• **Supplied entries**
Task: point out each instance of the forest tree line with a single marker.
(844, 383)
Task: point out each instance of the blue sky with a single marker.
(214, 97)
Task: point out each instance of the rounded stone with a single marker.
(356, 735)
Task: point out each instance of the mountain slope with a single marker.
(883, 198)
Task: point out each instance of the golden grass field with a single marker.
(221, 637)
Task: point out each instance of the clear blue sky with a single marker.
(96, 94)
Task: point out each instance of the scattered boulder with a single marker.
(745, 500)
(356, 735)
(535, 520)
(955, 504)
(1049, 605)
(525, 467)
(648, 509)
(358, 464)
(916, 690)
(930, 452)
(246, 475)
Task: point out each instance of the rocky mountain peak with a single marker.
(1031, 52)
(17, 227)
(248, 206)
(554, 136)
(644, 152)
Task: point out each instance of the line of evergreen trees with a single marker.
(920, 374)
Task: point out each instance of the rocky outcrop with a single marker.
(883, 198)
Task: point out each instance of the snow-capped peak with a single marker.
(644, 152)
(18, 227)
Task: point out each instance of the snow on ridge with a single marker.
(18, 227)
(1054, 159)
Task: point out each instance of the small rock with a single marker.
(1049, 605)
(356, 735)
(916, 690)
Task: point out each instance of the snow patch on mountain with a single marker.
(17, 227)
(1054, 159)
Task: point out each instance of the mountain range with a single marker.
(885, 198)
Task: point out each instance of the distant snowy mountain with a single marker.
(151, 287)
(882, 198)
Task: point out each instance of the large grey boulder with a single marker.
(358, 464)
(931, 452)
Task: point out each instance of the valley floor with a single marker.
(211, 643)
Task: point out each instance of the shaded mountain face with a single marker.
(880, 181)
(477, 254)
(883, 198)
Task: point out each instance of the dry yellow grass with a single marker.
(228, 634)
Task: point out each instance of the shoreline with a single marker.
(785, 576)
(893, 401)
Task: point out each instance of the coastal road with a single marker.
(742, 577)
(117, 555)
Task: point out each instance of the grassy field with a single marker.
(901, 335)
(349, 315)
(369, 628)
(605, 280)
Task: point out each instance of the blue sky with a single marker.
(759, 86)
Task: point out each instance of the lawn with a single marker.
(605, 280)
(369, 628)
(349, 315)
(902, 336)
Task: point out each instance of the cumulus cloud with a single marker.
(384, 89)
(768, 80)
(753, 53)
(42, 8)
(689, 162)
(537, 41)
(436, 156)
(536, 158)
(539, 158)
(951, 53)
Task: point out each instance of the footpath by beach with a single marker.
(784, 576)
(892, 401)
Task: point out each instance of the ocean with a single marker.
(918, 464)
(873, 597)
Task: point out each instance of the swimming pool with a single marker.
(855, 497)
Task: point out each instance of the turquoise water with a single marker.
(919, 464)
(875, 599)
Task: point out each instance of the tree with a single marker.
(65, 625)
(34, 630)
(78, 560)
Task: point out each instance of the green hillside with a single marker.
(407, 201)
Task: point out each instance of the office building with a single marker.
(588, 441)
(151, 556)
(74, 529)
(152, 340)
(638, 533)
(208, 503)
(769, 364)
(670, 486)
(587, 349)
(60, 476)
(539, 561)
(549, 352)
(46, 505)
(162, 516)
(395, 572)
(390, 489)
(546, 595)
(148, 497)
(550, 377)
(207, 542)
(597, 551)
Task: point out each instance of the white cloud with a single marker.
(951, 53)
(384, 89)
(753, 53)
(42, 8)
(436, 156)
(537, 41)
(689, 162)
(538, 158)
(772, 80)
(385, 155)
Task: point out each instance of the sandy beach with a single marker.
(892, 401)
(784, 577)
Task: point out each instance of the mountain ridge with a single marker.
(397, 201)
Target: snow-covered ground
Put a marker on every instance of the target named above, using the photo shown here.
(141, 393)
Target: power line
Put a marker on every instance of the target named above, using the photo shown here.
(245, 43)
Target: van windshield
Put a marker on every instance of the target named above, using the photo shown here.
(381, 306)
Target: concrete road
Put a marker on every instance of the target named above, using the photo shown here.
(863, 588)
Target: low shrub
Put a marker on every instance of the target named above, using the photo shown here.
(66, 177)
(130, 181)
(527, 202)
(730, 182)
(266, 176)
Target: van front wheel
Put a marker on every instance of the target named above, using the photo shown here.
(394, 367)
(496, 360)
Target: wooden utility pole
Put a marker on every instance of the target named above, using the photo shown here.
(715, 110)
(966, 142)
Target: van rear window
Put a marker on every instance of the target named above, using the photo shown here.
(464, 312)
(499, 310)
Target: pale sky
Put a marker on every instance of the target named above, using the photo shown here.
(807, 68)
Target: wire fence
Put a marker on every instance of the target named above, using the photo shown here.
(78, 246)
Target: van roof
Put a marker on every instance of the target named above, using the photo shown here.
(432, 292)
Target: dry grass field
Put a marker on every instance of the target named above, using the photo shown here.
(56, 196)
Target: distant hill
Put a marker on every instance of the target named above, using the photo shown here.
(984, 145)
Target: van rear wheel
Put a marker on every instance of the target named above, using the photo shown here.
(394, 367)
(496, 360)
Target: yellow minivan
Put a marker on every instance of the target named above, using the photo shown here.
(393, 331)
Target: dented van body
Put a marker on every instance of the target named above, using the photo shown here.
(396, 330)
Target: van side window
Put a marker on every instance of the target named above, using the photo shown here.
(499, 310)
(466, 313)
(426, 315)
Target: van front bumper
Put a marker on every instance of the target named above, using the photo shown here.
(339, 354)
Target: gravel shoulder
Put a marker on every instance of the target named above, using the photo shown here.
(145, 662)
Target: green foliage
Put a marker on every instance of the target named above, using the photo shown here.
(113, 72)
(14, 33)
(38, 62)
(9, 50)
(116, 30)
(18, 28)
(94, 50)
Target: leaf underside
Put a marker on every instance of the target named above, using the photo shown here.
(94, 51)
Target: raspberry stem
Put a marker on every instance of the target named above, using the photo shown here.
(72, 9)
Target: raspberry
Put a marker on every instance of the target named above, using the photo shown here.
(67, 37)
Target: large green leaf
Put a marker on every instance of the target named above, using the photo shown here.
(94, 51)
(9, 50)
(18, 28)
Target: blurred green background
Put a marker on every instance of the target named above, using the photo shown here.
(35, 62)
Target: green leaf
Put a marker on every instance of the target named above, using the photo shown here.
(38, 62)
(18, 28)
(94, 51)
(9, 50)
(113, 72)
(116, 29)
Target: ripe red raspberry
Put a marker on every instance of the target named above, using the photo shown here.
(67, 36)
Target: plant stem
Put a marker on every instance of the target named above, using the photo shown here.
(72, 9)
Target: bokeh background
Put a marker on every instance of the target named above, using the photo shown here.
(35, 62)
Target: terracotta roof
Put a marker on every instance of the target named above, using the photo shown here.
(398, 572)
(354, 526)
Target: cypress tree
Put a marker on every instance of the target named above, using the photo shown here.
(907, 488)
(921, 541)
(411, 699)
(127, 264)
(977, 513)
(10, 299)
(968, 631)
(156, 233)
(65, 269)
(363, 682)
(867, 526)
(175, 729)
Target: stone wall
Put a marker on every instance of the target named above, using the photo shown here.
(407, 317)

• **What to work on**
Count of lines with the string "window" in the material above: give that number only.

• **Exercise output**
2